Arches

It’s a little over 150 miles to Moab from Torrey where we had camped while exploring Capitol Reef NP and environs: east on UT-24 to Hanksville; continue on UT-24 northeast to I-70; east on I-70 to US-191; then south on US-191 to Moab. With the exception of I-70, the entire drive is 2-lane roads, many miles of which have minimal swales.

We had reservations in Moab at Moab Valley RV Resort for Sunday, September 29, but all day Saturday the wind dramatically increased as a huge low pressure system approached form the northwest. The forecast for Sunday was 20-25 mph steady wind out of the south with gusts up to 45 mph. We considered delaying our departure, but ultimately decided to “cast off” as planned. It was not a fun drive, but we made it without incident.

Moab, where we will be staying for a week, is our final destination before our return to Washington. Kelly and Dakota will be driving over from Fort Collins to join us for the last two days of the trip, a nice way to finish.

We have visited Moab before: in 1998 with all of our kids following a rafting trip on the Green River; and, in 2008 with Kelly and our dog, Goldie, in the RV we had before the one we’re traveling in now. It’s always been one of our favorite places.

There are several National (and State) Parks and Monuments that can be easily accessed from Moab, but the most famous has to be Arches, originally established as a National Monument in 1929.

### What to do
1. In the Arches travel account, what wind forecast was given for the Sunday of the drive to Moab?
2. Pick up the Arches travel account after its last sentence and continue it.

### Provided information
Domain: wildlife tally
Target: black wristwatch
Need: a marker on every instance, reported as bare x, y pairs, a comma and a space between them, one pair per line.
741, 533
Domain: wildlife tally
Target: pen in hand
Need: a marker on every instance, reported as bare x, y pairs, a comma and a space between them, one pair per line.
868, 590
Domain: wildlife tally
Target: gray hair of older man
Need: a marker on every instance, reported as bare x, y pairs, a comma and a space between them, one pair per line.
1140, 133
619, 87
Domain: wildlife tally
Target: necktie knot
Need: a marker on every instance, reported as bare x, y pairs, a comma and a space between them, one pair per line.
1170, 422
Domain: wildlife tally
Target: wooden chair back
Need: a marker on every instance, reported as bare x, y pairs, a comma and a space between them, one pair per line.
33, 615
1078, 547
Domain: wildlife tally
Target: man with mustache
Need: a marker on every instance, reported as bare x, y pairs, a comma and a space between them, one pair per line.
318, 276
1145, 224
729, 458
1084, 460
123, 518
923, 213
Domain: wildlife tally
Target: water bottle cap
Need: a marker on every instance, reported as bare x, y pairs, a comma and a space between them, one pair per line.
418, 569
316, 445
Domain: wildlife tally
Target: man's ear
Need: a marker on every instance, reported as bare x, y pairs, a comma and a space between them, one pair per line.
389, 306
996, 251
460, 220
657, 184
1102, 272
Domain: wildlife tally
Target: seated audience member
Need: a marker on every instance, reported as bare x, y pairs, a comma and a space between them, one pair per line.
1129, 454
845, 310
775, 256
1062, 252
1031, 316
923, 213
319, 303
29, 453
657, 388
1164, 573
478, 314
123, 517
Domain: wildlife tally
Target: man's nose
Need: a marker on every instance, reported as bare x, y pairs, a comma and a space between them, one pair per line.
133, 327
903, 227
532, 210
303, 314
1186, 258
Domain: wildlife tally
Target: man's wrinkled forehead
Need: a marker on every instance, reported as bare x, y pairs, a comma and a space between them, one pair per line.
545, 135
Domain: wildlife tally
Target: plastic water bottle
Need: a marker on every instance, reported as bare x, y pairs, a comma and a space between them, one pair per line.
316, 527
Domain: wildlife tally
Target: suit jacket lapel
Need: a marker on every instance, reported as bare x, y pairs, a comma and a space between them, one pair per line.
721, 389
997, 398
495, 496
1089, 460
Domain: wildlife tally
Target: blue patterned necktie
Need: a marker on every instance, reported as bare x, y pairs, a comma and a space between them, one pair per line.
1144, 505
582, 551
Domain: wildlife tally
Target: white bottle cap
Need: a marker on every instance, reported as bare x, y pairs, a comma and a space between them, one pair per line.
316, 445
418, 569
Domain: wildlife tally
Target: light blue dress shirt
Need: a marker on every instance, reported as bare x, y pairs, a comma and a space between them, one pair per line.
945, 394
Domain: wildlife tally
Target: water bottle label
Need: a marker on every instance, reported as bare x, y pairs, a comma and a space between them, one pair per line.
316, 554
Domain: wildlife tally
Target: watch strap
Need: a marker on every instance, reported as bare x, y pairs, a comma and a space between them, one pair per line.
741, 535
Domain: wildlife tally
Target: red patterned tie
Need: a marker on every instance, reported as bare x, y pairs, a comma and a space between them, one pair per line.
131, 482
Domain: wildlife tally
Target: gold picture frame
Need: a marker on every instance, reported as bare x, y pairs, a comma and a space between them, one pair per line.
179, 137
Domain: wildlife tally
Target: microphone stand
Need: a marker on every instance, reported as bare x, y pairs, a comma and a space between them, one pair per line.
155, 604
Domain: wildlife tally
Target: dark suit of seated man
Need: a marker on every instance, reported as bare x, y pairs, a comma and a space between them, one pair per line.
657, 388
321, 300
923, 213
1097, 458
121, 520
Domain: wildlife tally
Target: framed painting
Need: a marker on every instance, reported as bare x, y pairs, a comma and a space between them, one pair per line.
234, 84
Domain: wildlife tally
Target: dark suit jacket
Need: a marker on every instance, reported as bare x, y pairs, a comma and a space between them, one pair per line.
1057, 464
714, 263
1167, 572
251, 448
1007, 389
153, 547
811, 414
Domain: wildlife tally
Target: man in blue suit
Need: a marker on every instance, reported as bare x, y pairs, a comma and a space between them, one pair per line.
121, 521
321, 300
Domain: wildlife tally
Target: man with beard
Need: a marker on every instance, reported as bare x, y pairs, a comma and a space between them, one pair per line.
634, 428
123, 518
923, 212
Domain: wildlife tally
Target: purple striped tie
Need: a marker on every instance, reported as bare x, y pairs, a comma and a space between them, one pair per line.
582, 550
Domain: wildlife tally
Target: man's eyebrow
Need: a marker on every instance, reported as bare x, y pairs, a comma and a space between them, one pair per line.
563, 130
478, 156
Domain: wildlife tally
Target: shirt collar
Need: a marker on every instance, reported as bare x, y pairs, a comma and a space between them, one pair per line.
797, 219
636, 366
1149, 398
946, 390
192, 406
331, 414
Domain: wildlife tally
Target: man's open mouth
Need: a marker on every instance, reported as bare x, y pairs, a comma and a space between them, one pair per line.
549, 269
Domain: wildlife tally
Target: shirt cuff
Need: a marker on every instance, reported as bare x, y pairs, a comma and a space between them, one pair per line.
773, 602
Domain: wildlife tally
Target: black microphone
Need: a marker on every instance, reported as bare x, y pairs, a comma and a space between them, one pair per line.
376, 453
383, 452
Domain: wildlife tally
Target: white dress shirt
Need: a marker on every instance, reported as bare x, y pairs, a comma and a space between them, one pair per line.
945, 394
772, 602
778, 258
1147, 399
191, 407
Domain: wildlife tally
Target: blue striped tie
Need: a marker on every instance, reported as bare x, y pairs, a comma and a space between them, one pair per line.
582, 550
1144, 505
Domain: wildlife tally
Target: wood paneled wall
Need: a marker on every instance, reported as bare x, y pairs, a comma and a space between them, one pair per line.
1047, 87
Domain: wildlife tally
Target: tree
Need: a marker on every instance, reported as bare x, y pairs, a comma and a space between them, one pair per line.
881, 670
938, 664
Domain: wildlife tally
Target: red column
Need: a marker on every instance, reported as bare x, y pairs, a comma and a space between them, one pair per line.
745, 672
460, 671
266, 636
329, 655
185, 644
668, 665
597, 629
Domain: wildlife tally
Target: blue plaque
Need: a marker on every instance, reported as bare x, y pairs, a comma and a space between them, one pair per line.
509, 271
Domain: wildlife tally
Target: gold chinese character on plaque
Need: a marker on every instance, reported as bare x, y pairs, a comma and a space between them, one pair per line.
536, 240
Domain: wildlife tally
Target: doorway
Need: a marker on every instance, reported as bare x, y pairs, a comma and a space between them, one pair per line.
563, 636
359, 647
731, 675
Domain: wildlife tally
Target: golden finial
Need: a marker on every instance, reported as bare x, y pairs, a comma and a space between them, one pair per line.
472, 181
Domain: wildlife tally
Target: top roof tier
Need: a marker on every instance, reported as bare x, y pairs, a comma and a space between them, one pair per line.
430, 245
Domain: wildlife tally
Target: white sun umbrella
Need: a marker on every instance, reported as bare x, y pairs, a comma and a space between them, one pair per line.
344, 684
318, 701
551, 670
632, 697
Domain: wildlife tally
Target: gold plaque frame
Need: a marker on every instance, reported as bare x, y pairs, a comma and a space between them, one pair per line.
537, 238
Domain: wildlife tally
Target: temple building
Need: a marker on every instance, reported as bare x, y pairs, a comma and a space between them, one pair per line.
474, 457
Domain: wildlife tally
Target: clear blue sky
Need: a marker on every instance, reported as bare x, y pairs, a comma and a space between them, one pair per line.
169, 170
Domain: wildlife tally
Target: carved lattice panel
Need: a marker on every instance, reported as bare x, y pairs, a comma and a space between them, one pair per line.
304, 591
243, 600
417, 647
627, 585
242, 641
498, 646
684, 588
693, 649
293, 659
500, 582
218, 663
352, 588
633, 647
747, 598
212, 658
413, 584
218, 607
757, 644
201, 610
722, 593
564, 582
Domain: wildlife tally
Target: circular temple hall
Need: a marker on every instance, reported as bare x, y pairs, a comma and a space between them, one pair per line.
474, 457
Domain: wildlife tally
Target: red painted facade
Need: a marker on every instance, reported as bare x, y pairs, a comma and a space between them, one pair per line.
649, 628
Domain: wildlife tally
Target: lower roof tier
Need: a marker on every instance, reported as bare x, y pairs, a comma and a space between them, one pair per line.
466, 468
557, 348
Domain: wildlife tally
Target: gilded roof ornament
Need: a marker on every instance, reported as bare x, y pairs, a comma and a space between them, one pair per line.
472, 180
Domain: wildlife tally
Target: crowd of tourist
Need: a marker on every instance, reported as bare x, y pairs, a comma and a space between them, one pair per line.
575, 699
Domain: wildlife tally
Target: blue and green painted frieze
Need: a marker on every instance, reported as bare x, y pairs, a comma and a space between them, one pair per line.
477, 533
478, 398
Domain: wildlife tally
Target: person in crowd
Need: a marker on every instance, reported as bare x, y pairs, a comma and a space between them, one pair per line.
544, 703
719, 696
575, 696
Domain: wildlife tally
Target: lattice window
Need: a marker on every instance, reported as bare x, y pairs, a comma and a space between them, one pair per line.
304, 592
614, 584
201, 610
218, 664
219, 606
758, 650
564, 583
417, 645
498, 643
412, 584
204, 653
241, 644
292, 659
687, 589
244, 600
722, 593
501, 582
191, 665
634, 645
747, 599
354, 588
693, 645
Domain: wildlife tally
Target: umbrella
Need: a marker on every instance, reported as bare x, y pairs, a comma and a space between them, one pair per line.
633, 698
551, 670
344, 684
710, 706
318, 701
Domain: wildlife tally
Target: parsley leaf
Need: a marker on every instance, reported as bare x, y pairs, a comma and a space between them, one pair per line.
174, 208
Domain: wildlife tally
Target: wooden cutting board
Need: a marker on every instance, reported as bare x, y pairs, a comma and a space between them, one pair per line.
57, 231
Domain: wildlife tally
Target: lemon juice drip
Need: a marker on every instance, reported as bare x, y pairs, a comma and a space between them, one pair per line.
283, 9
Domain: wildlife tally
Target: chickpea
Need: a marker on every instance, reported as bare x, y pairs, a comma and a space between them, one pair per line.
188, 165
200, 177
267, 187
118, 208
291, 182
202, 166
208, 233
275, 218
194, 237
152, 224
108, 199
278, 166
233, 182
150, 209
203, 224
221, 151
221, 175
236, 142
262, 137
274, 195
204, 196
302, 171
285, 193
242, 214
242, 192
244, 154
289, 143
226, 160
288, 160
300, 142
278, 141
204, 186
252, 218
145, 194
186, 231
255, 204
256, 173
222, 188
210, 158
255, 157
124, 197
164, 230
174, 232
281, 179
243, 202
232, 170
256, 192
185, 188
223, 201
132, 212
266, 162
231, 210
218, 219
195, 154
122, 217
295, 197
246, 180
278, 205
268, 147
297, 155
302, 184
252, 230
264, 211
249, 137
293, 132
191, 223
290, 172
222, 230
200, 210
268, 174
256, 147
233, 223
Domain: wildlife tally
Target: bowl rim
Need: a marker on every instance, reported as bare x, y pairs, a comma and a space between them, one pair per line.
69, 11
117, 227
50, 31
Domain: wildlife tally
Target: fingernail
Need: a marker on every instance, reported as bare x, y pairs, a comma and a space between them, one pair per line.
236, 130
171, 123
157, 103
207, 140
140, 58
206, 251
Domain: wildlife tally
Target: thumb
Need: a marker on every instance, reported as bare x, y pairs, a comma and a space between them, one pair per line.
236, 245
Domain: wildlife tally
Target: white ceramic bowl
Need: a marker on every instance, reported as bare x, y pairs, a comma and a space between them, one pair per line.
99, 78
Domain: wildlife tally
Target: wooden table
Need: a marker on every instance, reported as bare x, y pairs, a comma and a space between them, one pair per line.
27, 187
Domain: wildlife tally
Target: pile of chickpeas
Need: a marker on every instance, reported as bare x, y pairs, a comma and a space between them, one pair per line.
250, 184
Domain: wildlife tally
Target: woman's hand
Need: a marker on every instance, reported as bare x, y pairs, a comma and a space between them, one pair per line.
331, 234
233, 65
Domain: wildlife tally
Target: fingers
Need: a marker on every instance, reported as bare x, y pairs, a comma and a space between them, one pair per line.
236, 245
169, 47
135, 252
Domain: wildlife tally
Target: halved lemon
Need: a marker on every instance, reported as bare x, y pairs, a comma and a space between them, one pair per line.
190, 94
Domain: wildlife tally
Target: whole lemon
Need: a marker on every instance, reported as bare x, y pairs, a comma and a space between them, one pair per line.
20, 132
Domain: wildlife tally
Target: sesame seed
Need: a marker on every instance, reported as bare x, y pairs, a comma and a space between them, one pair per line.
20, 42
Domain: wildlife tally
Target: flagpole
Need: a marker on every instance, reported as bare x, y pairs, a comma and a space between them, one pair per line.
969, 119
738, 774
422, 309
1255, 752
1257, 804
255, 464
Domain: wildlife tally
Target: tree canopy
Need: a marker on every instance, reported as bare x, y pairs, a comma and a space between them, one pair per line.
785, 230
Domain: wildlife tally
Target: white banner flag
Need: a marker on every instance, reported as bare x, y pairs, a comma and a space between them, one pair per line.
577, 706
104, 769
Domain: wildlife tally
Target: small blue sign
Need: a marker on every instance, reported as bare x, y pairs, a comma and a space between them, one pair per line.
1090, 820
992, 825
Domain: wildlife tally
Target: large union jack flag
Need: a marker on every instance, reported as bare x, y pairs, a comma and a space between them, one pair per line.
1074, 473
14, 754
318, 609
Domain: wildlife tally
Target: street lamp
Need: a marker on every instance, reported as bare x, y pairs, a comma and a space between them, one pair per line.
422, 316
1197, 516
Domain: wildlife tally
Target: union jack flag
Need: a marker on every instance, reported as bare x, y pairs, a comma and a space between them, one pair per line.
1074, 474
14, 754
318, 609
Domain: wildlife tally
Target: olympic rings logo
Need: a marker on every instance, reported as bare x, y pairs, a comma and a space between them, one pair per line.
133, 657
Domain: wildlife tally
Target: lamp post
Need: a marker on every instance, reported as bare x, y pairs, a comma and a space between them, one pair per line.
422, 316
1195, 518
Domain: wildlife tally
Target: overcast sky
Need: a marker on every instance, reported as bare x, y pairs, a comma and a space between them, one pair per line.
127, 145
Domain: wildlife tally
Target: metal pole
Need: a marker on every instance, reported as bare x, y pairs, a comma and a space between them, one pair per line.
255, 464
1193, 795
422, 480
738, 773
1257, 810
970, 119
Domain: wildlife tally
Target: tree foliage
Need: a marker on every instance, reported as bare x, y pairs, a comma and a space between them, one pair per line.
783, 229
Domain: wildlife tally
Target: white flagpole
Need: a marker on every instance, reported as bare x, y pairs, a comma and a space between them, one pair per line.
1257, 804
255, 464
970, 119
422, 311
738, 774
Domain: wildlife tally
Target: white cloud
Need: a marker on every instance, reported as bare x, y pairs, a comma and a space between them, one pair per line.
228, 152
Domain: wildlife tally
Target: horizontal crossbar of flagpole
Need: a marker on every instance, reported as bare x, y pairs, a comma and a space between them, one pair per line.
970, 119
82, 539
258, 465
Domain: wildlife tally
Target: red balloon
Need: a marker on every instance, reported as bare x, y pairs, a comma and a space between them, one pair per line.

### Solved problems
1. A steady 20-25 mph wind out of the south, with gusts up to 45 mph.

2.
The red rock desert region of eastern Utah, set aside as Arches National Park in 1971, contains the highest concentration of natural arches in the country, among which is the world famous Delicate Arch. Over 2,000 rock spans ranging from three to 306 feet in length adorn the 76,359-acre park. Geology Unfolded, p. 8

Every bookstore and visitor center in southern Utah prominently displays Edward Abbey’s Desert Solitaire: A Season in the Wilderness (1968). Abbey (1927-1989) is a hero of the environmentally-conscious; the book is a modern-era Walden. It’s a partial autobiography and polemic covering Abbey’s season as a park ranger in Arches NM in 1956, the year I was born.

Abbey’s writing strikes a chord in me, and it appears we walked in harmony on many of the same paths here in Arches. So I’ll let him lead us on the hike to Delicate Arch, our first outing after arriving in Moab.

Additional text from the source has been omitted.